***** Exercise inputs
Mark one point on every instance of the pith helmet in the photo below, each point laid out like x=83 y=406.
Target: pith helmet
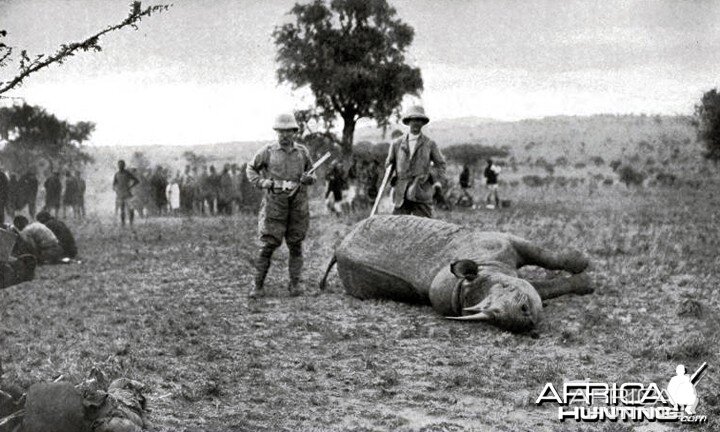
x=415 y=112
x=286 y=121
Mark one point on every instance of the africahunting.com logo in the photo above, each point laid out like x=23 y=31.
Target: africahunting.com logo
x=585 y=401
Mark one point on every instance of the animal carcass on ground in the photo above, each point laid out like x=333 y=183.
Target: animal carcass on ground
x=464 y=274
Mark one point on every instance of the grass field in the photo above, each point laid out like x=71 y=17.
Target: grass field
x=166 y=304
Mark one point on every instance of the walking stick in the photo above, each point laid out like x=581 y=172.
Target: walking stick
x=388 y=171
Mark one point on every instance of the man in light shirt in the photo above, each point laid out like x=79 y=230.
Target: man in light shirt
x=410 y=157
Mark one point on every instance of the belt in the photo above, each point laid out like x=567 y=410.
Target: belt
x=283 y=186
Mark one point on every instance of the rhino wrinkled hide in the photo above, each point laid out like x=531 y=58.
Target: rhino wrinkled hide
x=463 y=273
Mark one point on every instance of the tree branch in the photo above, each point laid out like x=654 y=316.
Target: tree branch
x=67 y=50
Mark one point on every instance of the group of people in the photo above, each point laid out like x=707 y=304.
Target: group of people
x=490 y=173
x=281 y=170
x=18 y=192
x=199 y=190
x=352 y=188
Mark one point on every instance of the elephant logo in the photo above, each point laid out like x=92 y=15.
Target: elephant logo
x=681 y=388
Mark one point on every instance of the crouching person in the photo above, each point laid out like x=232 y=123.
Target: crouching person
x=38 y=240
x=14 y=270
x=61 y=231
x=279 y=169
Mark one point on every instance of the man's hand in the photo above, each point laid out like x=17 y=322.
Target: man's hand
x=307 y=179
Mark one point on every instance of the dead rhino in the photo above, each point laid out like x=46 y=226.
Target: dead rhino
x=463 y=273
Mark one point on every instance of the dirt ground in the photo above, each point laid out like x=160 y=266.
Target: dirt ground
x=166 y=304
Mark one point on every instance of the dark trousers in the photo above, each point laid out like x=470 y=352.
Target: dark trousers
x=414 y=208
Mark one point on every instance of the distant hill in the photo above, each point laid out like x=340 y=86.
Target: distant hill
x=574 y=138
x=575 y=145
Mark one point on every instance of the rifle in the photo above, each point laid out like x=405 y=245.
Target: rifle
x=312 y=169
x=388 y=171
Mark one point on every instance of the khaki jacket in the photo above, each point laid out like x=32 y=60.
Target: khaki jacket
x=414 y=181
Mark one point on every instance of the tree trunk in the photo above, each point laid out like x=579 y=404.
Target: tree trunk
x=348 y=135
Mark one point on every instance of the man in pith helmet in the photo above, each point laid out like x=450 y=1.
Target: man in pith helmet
x=280 y=170
x=410 y=157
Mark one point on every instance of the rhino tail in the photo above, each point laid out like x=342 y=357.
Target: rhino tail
x=322 y=283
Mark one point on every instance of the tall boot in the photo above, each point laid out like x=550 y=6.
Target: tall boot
x=262 y=264
x=295 y=264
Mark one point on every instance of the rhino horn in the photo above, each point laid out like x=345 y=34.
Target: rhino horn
x=480 y=316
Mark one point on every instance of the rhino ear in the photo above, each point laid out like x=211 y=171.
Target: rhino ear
x=464 y=269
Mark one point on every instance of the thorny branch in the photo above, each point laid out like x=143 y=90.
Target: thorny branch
x=28 y=66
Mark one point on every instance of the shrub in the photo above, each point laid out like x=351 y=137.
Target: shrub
x=630 y=176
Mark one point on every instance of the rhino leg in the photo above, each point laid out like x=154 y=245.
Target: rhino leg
x=576 y=284
x=531 y=253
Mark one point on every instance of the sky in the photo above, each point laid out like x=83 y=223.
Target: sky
x=204 y=71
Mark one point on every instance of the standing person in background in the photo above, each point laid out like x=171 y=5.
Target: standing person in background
x=491 y=174
x=173 y=193
x=123 y=182
x=186 y=191
x=280 y=170
x=4 y=194
x=80 y=204
x=237 y=179
x=14 y=195
x=466 y=183
x=225 y=192
x=410 y=157
x=71 y=194
x=335 y=185
x=53 y=192
x=213 y=190
x=29 y=186
x=159 y=184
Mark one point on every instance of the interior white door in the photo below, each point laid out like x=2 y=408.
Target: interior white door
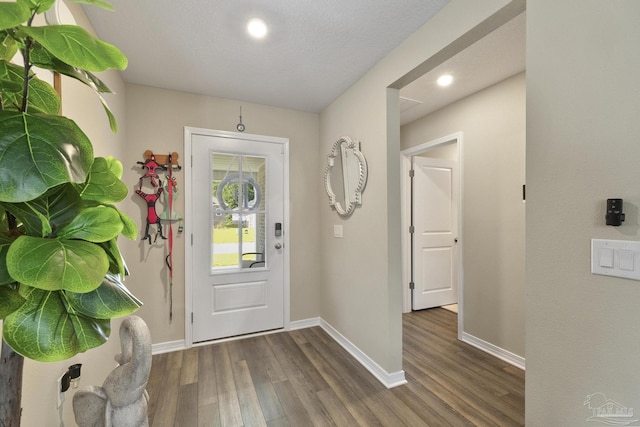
x=435 y=220
x=238 y=243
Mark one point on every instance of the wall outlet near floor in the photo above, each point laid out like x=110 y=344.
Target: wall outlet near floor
x=59 y=391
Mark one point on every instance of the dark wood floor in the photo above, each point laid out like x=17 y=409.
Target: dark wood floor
x=304 y=378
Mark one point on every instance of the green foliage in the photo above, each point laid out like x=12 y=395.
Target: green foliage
x=60 y=266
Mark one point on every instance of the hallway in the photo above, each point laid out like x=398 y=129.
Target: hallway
x=304 y=378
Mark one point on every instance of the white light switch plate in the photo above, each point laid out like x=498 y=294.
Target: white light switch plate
x=619 y=258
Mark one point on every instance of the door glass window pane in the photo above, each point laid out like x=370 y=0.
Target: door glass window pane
x=238 y=207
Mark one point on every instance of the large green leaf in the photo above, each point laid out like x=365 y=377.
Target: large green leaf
x=102 y=185
x=115 y=166
x=96 y=224
x=76 y=47
x=57 y=264
x=47 y=329
x=38 y=152
x=116 y=263
x=52 y=211
x=5 y=277
x=42 y=97
x=111 y=299
x=13 y=14
x=10 y=300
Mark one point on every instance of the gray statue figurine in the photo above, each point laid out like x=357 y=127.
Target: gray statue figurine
x=122 y=399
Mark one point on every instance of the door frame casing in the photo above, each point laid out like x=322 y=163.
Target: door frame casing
x=188 y=215
x=405 y=197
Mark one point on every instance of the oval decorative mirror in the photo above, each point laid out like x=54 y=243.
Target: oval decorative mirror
x=345 y=176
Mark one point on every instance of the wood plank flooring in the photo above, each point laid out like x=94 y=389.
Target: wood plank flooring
x=304 y=378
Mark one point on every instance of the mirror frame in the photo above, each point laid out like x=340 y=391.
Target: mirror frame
x=362 y=176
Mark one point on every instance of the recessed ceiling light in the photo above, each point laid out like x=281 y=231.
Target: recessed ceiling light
x=257 y=28
x=445 y=80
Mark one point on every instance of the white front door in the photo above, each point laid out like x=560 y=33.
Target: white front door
x=237 y=219
x=435 y=269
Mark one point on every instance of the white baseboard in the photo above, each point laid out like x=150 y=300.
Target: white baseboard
x=167 y=347
x=305 y=323
x=494 y=350
x=387 y=379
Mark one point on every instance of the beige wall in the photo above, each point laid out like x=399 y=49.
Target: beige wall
x=582 y=148
x=354 y=283
x=493 y=125
x=156 y=120
x=362 y=288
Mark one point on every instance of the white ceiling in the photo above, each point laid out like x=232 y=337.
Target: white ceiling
x=316 y=49
x=499 y=55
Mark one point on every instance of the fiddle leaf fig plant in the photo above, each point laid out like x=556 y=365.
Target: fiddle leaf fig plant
x=61 y=271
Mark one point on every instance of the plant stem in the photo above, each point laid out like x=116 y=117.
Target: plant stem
x=11 y=364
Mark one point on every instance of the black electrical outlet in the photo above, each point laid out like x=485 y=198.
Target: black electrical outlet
x=614 y=216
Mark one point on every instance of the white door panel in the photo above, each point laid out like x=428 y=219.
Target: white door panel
**********
## Exercise goal
Where in the records above does the word "below" appear? Copy each line that holds it.

## Response to the exercise
Mark one point on every instance of the pith helmet in the photo below, each point laid out like x=83 y=406.
Mark one point on every instance of the interior white door in the photo below, each point laid out like x=2 y=408.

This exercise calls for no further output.